▸ ФРАГМЕНТ СТРАНИЦЫ
UA / RU
Поддержать ZN.ua

ИСТОРИЯ: «ДИДАКТИЧЕСКАЯ» ИЛИ БЕСПРИСТРАСТНАЯ?

Поводом к написанию этого письма стала статья «Камо грядеши…» («ЗН», №6 от 14.02.04) о проблемах украи...

Автор: Александр Хохулин

Поводом к написанию этого письма стала статья «Камо грядеши…» («ЗН», №6 от 14.02.04) о проблемах украинского языка за подписью двух авторов, хорошо известных в Украине: львовского художника Любомира Медвидя и директора Львовской картинной галереи Бориса Возницкого.

Я тоже львовянин и тоже художник, хотя масштабы моего дарования скромнее, а известность ограничивается двумя ближайшими кварталами. Кроме различий в известности, есть ещё одна маленькая деталь — я русский. Родился и прожил здесь без малого 60 лет, многие годы наблюдал и даже, не побоюсь этого слова, исследовал на любительском уровне взаимодействие и взаимовлияние украинского и русского языков. Эта заинтересованность, думаю, дает мне право поделиться собственными мыслями.

Сразу сообщаю собственную позицию: я принадлежу к той немногочисленной пока части русского населения Украины, которая вполне однозначно выступает против законодательного закрепления государственности или официальности русского языка. Такое закрепление ударит по украинской культуре и может превратиться в законодательный кистень в руках ортодоксальных
р-р-русских патриотов. В связи с тем, что в моей русскости по крайней мере на два «р» меньше, соучастником быть как-то не хочется.

Будучи вполне солидарным с основной мыслью авторов довольно эмоциональной статьи, попробую развить ее отдельные положения. Существуют или нет границы между русскоязычным Востоком и украиноязычным Западом Украины, имеет ли место разделение этих регионов? Допустим, границ и разделения нет, но различия-то есть, и не замечать их можно только не желая. При этом необязательно эти различия придуманы враждебными к украинской суверенности коварными субъектами. Вряд ли целесообразно спорить о терминах. Другое дело, что на этих различиях можно спекулировать. Это с успехом делают многие на Востоке, да и на Западе тоже. А вообще-то для страны с такой территорией и численностью населения региональные различия вполне естественны и являются богатством, которое форсированной нивелировкой вполне можно превратить и в беду. Будет ли этот «нивелир» галицкого или российского производства — принципиального значения не имеет.

При всех оговорках, культурная интеграция различных регионов одного государства — абсолютно естественный исторический процесс, и происходить она должна только на одной языковой основе — украинской. При несомненном сохранении прав русскоязычных и других меньшинств, исчерпывающе зафиксированных в Конституции. Ни прибавить, ни убавить.

На риторический вопрос — почему украинский народ должен использовать только традиционную русскую мировоззренческую версию его собственной истории? — следует однозначный ответ: не должен. Только интересно — а какую должен? Право на существование «русской версии» автоматически подразумевает и аналогичные права других версий, хотя известно, что история, как и математика, — наука точная. Без всякой иронии.

Перед тем, как сесть за эту статью, я не вычитывал школьные учебники, однако «украинская версия» истории ХХ века, господствующая на Западе Украины, мне хорошо известна. Она имеет к исторической правде такое же отношение, как продаваемый в пэт-бутылках «хлебный бочковой квас» фирмы «Олимпия» к обычному квасу.

▸ ЧТО НУЖНО СДЕЛАТЬ
(a) Выведите без изменений часть статьи от слов «Автор: Александр Хохулин» до слов «поделиться собственными мыслями.» включительно.
(b) Перечислите всех людей, которые названы в статье по имени и фамилии.

▸ Записи набора данных

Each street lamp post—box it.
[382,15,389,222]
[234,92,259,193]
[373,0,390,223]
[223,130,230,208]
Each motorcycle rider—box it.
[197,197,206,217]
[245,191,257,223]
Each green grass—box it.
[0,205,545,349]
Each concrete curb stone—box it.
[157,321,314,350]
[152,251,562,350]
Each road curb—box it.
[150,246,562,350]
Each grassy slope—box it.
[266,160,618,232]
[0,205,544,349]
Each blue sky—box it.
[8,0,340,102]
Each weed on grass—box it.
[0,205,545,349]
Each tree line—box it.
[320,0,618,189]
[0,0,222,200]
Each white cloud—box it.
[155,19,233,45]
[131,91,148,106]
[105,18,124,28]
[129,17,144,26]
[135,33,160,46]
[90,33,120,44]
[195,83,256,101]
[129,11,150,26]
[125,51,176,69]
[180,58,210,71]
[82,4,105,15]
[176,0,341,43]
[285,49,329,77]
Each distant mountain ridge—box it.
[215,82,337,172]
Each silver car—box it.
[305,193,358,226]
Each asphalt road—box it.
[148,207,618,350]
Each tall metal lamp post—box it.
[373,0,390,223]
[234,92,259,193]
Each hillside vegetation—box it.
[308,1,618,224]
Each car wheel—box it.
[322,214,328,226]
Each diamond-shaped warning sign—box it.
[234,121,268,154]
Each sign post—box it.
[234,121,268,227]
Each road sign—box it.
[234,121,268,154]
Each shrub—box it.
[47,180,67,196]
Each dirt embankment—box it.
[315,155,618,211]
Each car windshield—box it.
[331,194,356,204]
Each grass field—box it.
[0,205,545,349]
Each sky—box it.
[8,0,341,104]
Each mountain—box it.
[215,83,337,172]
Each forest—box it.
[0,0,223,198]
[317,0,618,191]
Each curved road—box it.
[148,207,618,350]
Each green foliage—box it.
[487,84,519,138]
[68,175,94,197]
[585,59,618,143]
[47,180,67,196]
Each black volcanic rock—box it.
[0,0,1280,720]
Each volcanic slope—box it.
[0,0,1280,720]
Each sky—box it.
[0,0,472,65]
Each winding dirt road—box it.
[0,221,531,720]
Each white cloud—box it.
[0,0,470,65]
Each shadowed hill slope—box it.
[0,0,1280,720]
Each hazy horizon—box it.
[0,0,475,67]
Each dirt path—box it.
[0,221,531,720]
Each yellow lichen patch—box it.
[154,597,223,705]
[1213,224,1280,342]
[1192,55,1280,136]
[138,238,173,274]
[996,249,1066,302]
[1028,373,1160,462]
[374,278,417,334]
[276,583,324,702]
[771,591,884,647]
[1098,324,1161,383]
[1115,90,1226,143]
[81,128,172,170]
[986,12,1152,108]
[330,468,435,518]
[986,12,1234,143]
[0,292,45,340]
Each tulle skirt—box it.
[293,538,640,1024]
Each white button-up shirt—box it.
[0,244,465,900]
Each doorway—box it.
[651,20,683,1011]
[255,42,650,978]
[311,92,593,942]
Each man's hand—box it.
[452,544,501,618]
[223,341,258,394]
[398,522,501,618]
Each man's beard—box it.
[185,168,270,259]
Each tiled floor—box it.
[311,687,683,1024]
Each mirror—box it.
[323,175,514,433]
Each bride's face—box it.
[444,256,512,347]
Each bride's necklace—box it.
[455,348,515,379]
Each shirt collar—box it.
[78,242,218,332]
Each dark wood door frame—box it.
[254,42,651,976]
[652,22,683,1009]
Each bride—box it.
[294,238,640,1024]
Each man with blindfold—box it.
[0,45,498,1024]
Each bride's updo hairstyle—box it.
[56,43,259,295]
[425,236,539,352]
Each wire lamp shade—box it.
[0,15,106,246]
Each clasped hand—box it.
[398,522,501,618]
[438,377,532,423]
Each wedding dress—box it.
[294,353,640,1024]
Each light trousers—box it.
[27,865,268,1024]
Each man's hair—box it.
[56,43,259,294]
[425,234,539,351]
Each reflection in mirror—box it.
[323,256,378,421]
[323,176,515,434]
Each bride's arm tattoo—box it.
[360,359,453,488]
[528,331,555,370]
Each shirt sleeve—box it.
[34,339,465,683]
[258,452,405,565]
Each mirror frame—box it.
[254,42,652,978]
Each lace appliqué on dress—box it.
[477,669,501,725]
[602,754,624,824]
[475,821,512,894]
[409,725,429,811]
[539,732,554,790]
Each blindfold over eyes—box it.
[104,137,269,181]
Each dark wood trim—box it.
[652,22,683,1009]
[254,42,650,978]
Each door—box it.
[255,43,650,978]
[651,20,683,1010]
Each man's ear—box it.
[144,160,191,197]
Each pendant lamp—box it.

▸ ОТВЕТЫ ПО ЗАДАНИЯМ
(a)
Автор: Александр Хохулин

Поводом к написанию этого письма стала статья «Камо грядеши…» («ЗН», №6 от 14.02.04) о проблемах украинского языка за подписью двух авторов, хорошо известных в Украине: львовского художника Любомира Медвидя и директора Львовской картинной галереи Бориса Возницкого.

Я тоже львовянин и тоже художник, хотя масштабы моего дарования скромнее, а известность ограничивается двумя ближайшими кварталами. Кроме различий в известности, есть ещё одна маленькая деталь — я русский. Родился и прожил здесь без малого 60 лет, многие годы наблюдал и даже, не побоюсь этого слова, исследовал на любительском уровне взаимодействие и взаимовлияние украинского и русского языков. Эта заинтересованность, думаю, дает мне право поделиться собственными мыслями.

(b)
Александр Хохулин
Любомир Медвидь
Борис Возницкий